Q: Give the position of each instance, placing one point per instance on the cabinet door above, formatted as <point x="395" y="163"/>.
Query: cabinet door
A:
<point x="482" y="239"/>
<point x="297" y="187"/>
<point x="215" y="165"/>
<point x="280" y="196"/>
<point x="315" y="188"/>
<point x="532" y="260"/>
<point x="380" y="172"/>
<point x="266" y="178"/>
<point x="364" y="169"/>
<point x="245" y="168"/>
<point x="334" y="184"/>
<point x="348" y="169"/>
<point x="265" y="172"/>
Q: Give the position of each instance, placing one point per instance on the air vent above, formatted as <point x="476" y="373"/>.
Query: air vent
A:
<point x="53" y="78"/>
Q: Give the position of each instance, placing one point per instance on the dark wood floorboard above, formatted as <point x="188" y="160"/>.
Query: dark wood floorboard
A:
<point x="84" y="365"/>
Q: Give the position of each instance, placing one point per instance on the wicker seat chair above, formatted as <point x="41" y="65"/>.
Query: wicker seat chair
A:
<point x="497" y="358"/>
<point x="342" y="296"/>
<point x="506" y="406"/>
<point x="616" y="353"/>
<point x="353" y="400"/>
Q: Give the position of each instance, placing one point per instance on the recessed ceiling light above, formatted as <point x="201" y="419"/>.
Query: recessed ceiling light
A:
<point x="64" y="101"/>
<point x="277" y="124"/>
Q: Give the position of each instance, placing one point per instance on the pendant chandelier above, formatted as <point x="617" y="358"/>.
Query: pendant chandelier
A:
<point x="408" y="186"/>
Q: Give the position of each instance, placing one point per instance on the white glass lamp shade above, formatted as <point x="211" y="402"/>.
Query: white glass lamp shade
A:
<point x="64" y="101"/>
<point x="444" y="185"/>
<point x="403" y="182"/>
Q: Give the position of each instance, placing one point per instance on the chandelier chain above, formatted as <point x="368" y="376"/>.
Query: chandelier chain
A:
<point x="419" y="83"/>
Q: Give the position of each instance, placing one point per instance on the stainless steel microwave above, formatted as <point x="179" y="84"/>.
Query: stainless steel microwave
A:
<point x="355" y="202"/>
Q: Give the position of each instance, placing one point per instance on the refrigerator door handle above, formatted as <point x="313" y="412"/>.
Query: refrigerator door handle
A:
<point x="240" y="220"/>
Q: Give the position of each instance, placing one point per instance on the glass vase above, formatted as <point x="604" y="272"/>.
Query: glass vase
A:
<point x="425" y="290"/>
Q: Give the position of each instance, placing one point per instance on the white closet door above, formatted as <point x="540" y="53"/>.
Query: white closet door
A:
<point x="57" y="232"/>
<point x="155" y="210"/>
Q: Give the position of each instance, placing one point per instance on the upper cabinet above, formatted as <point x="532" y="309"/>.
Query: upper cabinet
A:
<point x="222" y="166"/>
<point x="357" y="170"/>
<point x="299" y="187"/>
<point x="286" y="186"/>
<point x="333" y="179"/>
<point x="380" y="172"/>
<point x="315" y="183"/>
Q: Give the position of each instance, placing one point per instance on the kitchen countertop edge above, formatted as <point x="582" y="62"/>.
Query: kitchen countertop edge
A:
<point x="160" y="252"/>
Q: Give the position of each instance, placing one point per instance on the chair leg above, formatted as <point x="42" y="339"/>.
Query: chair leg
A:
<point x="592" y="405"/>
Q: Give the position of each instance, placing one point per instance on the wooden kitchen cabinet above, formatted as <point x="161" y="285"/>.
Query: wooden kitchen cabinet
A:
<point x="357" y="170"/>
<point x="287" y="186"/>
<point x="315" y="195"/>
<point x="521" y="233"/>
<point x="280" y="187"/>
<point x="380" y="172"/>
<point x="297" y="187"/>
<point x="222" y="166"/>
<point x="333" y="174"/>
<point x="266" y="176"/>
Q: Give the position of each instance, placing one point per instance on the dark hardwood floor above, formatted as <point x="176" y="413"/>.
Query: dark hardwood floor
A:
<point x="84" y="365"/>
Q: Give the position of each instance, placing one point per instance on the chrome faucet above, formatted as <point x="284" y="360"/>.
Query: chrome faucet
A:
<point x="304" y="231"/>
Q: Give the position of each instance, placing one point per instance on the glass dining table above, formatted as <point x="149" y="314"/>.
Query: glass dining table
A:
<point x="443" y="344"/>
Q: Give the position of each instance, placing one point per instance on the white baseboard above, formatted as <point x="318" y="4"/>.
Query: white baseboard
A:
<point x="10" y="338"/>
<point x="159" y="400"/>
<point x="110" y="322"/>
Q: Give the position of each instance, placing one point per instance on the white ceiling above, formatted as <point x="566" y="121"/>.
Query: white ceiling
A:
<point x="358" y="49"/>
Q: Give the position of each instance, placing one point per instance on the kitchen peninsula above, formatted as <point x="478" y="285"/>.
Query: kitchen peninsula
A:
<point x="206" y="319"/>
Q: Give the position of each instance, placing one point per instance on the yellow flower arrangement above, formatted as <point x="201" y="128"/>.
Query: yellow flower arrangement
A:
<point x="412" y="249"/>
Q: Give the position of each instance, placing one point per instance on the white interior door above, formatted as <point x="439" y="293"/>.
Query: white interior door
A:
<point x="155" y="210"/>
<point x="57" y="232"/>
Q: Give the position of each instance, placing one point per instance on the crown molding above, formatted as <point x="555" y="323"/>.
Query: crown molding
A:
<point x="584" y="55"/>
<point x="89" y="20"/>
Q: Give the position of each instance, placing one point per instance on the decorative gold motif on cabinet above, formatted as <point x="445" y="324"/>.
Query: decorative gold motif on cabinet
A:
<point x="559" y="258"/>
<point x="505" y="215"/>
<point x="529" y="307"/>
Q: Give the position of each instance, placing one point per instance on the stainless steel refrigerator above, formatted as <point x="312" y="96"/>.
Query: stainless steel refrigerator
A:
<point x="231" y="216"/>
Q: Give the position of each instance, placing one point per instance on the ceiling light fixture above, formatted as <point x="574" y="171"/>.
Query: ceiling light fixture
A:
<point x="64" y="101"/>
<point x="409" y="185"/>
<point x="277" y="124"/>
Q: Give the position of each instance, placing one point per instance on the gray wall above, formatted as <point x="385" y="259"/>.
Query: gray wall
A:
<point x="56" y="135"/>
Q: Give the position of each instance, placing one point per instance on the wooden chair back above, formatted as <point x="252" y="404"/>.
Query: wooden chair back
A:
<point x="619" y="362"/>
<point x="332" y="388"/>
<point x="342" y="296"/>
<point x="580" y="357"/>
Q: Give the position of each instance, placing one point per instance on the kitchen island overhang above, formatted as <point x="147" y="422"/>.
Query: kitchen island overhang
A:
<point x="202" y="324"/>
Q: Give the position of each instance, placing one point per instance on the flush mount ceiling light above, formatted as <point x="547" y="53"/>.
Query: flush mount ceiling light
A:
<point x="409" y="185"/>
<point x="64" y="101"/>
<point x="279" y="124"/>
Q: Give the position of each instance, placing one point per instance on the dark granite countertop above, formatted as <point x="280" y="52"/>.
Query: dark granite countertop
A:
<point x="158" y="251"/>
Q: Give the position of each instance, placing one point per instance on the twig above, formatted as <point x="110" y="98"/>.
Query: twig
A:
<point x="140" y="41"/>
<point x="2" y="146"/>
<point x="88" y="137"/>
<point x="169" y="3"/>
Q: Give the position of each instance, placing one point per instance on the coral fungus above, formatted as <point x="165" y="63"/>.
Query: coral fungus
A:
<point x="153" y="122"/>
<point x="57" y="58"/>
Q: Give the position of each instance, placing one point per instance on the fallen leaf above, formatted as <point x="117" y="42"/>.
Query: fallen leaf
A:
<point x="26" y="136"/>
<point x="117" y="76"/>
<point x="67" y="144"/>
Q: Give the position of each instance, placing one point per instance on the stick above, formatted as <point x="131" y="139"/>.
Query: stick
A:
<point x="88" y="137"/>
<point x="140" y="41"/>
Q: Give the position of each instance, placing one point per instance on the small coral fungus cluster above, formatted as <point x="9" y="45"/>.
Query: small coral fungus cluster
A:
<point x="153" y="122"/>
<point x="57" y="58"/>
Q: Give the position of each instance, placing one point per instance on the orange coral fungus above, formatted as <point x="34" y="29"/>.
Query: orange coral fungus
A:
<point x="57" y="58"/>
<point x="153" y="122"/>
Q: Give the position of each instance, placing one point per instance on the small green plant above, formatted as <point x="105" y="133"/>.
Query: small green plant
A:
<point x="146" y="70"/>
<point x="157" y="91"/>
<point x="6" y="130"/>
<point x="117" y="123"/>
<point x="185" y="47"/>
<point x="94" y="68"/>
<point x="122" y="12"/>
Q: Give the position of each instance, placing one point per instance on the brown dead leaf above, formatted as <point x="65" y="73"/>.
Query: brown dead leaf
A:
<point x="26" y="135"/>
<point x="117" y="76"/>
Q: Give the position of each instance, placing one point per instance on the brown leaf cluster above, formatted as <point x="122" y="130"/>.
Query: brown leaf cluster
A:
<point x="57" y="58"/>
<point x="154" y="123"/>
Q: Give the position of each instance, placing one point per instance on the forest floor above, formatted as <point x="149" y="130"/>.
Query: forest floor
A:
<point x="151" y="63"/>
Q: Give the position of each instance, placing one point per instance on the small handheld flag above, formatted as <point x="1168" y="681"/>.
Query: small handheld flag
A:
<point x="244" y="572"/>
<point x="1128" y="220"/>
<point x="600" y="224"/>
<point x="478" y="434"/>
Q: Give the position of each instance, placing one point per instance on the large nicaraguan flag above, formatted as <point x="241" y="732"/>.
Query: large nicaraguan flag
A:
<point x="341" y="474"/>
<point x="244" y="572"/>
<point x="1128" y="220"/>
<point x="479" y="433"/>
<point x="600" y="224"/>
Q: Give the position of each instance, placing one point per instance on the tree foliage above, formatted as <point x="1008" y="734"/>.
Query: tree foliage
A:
::::
- EXERCISE
Your answer must be every line from the entries that contains the string "molding", copied as it stands.

- FINISHED EXERCISE
Q: Give the position of each instance, placing one point per instance on the crown molding above, formatted as <point x="555" y="323"/>.
Query: crown molding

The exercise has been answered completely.